Extracted text>
WTO PROTEST ANNIVERSARY. On the anniversary of the protests against the World Trade Organization Nov. 30-Dec. 2, activists are invited back to the streets of Seattle. Organizations such as Jubilee 2000 Northwest, No to WTO/People's Assembly, King County Labor Council, Citiaction, Sustainable Fisheries Alliance, Seattle Food Not Bombs, Tibetan Rights Action Coalition, Global Action Seattle, Your Mother's Army, Socialist Alternative, Basement Nation, IAM Productions, Seattle Black Cross Health Care Collective, and others are mobilizing for many different aspects of N30 week. "Last year we got the message out about the destructive and exploitative practices of the WTO. Today, we need to get the message out that the WTO is still a threat to our communities and that the IMF, World Bank, and other global institutions and transnational corporations are still busy at work undermining our democracy. (Did somebody say Free Trade Agreement of the Americas?) We have a lot of work to do, educating, organizing, community building, revolutionizing," according to a statement by Citiaction, a campaign against Citigroup which is one of the sponsors of the gathering. Call 206-505-1554 ext. 1396 for help finding housing. Many other communities also are organizing local solidarity events. Check out www.scn.org/wtocal/ for a list of Seattle events for the week of N30.
FOOD RADIATION OK'D. Government officials and corporate executives from around the world have decided that the food supply can be "treated" with any dose of radiation. They rebuffed concerns of Public Citizen, which urged that chemicals formed by high-dose irradiation be studied to determine the harm they might cause the public. During a three-day meeting in November that was closed to the public at the World Health Organization, the International Consultative Group on Food Irradiation (ICGFI) decided that the maximum radiation dose for food could be eliminated without posing additional hazards to people. The current international radiation limit is 10 kiloGray -- the equivalent of 330 million chest X-rays, or 2,000 times the fatal radiation dose for humans.
The ICGFI reasoned that some food has to be irradiated at high levels to kill certain microorganisms, but it ignored evidence that food irradiated at high doses is nutritionally deficient and may be harmful. The ICGFI, which met Nov. 1-3, effectively barred a Public Citizen staff person from entering the meeting room. US government officials invited the staff person to join their delegation, but under ICGFI's rules, doing so would have made the organization a de facto supporter of US food irradiation policies. Therefore, Public Citizen declined the invitation.
Public Citizen is challenging several recent decisions by the Food and Drug Administration (FDA), including this year's rulings to legalize the irradiation of eggs and sprouting seeds.
WORKING FAMILIES PARTY BEATS GOAL. More than 3,000 volunteers worked to get out more than 102,000 votes for progressive candidates endorsed by the New York Working Families Party on election day. "From ACORN members hitting the projects in Central Brooklyn to UAW members talking to swing voters in Cheektowaga, from the telephone workers in the Bronx to the Citizen Action folks in the Capitol District, we had a terrific operation," said party organizer Dan Cantor. The vote total was more than double what WFP got in 1998, he noted. In moving from eighth to fourth place among the political parties, he said, "we have established the WFP as an important player in next year's city and county elections all across the state."

What is required> Repeat everything in the news briefs from "The ICGFI reasoned" down to "and sprouting seeds.". The records have no connection to the news briefs.

Records>
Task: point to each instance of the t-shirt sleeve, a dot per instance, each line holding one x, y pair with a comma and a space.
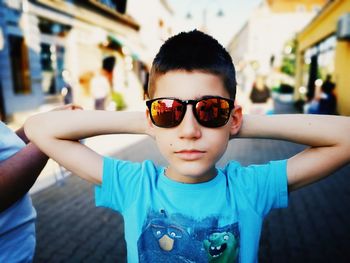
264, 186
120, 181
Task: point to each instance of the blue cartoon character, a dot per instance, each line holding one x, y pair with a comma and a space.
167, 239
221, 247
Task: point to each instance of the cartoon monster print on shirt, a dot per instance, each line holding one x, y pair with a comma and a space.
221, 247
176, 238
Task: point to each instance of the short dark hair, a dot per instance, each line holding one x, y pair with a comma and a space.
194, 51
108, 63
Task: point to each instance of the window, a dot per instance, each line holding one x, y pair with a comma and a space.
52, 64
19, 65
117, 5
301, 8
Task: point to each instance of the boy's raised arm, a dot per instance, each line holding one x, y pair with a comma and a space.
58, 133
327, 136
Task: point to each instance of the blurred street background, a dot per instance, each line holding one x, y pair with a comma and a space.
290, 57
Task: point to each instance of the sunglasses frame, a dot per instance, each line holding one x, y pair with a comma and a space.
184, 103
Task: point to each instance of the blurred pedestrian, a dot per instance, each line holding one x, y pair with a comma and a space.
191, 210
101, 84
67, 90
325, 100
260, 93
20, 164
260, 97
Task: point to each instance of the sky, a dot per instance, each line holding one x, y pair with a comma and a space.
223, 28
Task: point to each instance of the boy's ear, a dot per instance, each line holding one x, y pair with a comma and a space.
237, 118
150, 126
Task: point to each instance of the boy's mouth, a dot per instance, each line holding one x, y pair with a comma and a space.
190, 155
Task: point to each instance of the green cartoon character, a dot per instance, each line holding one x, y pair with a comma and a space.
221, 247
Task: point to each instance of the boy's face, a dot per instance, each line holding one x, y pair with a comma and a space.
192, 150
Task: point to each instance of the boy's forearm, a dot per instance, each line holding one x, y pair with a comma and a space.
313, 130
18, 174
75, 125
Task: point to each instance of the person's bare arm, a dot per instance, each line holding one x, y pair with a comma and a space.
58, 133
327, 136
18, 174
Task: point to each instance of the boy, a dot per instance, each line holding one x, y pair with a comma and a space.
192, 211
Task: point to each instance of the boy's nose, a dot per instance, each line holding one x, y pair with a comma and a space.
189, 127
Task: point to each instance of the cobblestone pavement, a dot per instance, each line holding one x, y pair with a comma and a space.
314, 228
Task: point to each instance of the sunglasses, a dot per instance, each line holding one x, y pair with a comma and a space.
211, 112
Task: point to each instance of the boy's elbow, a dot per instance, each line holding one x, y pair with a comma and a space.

Exercise solution>
The ICGFI reasoned that some food has to be irradiated at high levels to kill certain microorganisms, but it ignored evidence that food irradiated at high doses is nutritionally deficient and may be harmful. The ICGFI, which met Nov. 1-3, effectively barred a Public Citizen staff person from entering the meeting room. US government officials invited the staff person to join their delegation, but under ICGFI's rules, doing so would have made the organization a de facto supporter of US food irradiation policies. Therefore, Public Citizen declined the invitation.
Public Citizen is challenging several recent decisions by the Food and Drug Administration (FDA), including this year's rulings to legalize the irradiation of eggs and sprouting seeds.